Given records:
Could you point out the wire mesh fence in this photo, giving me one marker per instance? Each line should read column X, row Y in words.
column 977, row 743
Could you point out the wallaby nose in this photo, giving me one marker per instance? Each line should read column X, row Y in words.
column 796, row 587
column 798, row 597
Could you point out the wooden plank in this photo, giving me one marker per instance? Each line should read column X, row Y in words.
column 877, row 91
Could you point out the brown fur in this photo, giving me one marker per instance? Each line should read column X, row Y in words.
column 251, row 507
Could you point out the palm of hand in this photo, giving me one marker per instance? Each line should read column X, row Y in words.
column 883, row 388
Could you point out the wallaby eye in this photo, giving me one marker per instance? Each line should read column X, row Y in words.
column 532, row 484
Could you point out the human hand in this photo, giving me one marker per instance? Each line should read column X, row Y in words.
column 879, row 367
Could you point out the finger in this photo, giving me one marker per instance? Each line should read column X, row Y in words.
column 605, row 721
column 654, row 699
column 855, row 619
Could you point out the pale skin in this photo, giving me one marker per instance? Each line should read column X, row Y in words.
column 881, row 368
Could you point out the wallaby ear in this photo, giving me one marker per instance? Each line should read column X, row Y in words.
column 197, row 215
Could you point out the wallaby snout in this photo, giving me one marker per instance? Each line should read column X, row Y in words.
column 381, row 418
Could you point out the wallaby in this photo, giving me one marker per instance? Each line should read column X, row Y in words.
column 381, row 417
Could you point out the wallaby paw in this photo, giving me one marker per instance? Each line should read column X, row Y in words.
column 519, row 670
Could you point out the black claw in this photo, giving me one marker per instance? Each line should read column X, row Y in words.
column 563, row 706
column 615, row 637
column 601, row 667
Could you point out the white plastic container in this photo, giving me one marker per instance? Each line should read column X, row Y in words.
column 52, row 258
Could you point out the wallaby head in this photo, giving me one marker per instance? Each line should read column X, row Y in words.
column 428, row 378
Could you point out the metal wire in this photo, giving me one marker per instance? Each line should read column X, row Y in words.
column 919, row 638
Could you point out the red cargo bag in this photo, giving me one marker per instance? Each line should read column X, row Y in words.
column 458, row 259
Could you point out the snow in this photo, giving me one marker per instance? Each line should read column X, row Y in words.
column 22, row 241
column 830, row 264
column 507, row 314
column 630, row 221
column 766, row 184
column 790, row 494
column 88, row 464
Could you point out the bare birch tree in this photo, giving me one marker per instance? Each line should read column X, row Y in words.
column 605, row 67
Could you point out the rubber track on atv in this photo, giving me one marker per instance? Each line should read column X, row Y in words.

Task requirements:
Rewrite all of the material above, swapping in "pin" wherever "marker" appears and leaving every other word unchanged.

Solution:
Could you point out the wire mesh fence in this photo, giving me one pin per instance? Each line should read column X, row Y in words.
column 977, row 743
Could you point out the wallaby nose in this photo, giving me one pin per instance? Each line should read column X, row Y in words.
column 796, row 587
column 798, row 597
Could you point out the wooden plank in this photo, giving me one pin per instance? Each line should read column X, row Y in words.
column 877, row 91
Could you point out the brown fur in this photo, giving me one pin per instance? Each line should read column X, row Y in words.
column 251, row 507
Could you point out the palm of hand in this photo, giving me one pin per instance? Each line should read column X, row Y in words.
column 883, row 388
Could you point out the wallaby eye in this photo, giving me one pin per instance? Each line should read column X, row Y in words.
column 532, row 484
Could you point out the human hand in this photo, giving me one pin per instance? Each line should read column X, row Y in words.
column 879, row 367
Could you point out the finger in this photo, giving me one pin per instance? Each line should read column X, row Y in words.
column 605, row 721
column 654, row 699
column 855, row 619
Could you point out the pale skin in this photo, giving me one pin per instance? Each line should read column X, row Y in words.
column 881, row 368
Could you point out the wallaby ear in this photo, giving me one pin per instance? Each line should read column X, row Y in words.
column 197, row 215
Could you point out the wallaby snout in this photo, giving me one pin per instance? Each line should read column X, row Y in words.
column 381, row 418
Could you point out the wallaby in this photo, giving me one pin per instance? Each line should read column X, row Y in words.
column 381, row 417
Could you point out the wallaby paw in this photo, giving me one pin per instance? Each line should read column X, row Y in words.
column 519, row 670
Could you point out the black claw in this photo, giving me one pin per instance? Each line should read column X, row Y in words.
column 563, row 706
column 615, row 637
column 601, row 667
Could you point out the white plastic container in this photo, giving me one pin per instance? Each line should read column X, row Y in words.
column 52, row 258
Could you point out the wallaby head in this photo, giving me one pin per instance? Each line should read column X, row Y in words.
column 428, row 378
Could you point out the metal wire in this photo, giving me one pin per instance? Each line should read column X, row Y in words.
column 919, row 638
Could you point out the red cargo bag in this photo, giving me one pin per instance? Each line should read column X, row Y in words.
column 458, row 259
Could you point out the snow in this photo, giving me one pin per instance? Each line should read column X, row Y in words.
column 22, row 241
column 830, row 264
column 507, row 314
column 630, row 221
column 766, row 184
column 790, row 494
column 88, row 464
Could you point out the bare birch tree in this photo, giving me one pin per instance? Each line should read column X, row Y in words.
column 605, row 67
Could you point out the rubber track on atv in this photo, giving me one pin per instance? Each line should read column X, row Y in words.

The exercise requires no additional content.